Turn the material into a JSON list of strings, covering everything from the line containing "Task: point to every instance of the long" down to the end, with one string per line and blank lines omitted. Leave the pictures out of the answer.
/---
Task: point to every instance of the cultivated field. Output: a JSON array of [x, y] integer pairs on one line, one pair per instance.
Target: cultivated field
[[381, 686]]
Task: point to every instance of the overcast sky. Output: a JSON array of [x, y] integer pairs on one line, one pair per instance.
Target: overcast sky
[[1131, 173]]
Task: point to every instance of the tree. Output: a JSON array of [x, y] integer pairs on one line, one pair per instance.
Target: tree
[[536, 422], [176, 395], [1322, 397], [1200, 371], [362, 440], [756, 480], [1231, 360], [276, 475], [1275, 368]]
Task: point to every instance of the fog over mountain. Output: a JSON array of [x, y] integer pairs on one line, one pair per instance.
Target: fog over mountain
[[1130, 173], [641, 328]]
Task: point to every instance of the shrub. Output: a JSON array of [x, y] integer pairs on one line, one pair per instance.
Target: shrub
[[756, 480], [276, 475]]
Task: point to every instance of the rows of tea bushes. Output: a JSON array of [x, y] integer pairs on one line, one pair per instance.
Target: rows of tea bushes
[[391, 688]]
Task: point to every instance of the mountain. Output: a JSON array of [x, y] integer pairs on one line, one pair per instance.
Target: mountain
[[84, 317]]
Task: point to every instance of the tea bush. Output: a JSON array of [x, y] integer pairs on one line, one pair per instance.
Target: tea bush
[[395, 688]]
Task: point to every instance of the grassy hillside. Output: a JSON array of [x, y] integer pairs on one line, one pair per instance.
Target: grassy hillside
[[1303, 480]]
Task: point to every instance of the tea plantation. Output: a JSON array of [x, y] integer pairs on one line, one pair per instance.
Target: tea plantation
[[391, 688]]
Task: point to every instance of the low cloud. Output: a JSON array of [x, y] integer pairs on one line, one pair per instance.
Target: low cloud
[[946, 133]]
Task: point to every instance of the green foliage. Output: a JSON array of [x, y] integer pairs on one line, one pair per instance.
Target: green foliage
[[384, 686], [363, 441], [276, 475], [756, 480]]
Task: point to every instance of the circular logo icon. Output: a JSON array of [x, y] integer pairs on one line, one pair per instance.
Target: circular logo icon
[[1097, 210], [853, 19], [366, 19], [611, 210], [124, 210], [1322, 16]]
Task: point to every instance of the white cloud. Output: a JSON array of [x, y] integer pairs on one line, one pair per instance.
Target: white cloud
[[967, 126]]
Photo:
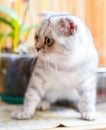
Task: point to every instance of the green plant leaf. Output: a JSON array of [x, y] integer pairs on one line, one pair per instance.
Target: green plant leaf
[[9, 12], [4, 20], [7, 34]]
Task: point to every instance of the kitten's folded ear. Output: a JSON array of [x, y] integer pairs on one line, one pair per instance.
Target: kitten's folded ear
[[66, 27]]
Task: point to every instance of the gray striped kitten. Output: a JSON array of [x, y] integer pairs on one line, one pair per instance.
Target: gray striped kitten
[[66, 67]]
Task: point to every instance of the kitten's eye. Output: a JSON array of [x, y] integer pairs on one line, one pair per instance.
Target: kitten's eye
[[36, 37], [48, 41]]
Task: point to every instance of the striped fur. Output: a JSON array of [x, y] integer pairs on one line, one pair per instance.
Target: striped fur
[[65, 69]]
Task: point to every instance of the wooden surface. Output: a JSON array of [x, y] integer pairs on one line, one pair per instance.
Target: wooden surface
[[81, 128], [93, 12]]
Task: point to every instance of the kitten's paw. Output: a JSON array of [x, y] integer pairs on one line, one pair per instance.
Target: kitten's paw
[[88, 116], [21, 115], [43, 105]]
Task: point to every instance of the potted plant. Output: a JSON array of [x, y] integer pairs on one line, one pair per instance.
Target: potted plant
[[15, 68]]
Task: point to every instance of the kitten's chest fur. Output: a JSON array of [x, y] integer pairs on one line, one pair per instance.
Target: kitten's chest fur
[[58, 80]]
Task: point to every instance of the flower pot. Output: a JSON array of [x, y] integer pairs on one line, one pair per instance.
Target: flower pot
[[16, 70]]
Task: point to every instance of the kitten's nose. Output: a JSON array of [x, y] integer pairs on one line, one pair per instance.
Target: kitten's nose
[[38, 49]]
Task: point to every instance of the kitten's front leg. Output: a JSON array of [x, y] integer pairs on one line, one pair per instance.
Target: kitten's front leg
[[88, 99], [27, 110]]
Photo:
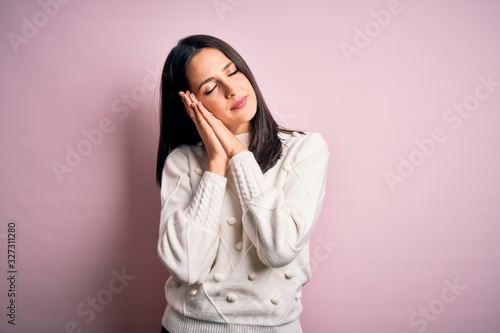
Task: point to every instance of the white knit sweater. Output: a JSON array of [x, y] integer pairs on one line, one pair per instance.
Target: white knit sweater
[[237, 247]]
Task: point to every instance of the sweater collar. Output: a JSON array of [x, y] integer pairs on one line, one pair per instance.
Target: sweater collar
[[244, 138]]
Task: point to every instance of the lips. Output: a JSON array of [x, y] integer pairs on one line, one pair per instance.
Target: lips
[[240, 104]]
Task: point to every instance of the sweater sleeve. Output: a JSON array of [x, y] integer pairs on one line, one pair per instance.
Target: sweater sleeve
[[189, 220], [279, 221]]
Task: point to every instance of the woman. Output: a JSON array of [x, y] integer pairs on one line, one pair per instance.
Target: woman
[[240, 197]]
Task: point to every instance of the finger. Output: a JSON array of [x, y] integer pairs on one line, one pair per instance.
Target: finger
[[188, 105]]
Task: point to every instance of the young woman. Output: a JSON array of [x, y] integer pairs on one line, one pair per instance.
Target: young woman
[[240, 197]]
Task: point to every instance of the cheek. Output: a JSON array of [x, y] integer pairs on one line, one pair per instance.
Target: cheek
[[213, 105]]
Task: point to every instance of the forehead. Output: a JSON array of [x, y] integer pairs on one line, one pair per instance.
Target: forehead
[[206, 63]]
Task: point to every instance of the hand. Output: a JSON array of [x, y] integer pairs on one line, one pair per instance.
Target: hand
[[198, 113]]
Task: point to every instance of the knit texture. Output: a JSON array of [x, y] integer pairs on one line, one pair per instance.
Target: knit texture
[[237, 246]]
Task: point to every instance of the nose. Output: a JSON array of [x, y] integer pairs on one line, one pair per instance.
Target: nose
[[231, 91]]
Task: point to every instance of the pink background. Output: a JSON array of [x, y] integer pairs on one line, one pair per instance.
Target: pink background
[[384, 257]]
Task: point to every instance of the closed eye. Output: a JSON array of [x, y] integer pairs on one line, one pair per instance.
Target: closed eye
[[210, 91], [230, 74]]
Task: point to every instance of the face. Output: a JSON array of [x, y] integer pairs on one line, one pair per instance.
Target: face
[[223, 89]]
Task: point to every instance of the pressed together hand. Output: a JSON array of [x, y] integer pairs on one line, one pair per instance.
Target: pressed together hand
[[219, 142]]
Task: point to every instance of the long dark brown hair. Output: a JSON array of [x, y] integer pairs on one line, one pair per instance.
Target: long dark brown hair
[[176, 128]]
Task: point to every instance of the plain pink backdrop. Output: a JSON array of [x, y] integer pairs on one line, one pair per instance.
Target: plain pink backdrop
[[373, 77]]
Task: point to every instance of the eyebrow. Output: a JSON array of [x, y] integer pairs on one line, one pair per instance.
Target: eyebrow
[[211, 78]]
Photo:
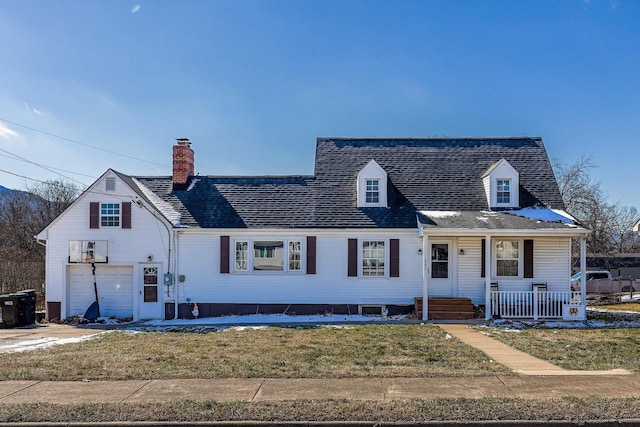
\---
▸ The result:
[
  "Task: point to every instance of the long dark brown hair. Output: a JSON array of [x, y] integer pairs on one line, one pair per instance.",
  "Target: long dark brown hair",
  "[[176, 128]]",
  "Task: point to every instance of the plain pink backdrop. Output: a JSON array of [x, y] integer pairs on one line, one pair per instance.",
  "Target: plain pink backdrop",
  "[[373, 77]]",
  "Task: point to every instance of the eyebrow. Output: a JSON array of [x, y] integer pairs on one line, one pair per instance.",
  "Target: eyebrow",
  "[[211, 78]]",
  "Photo:"
]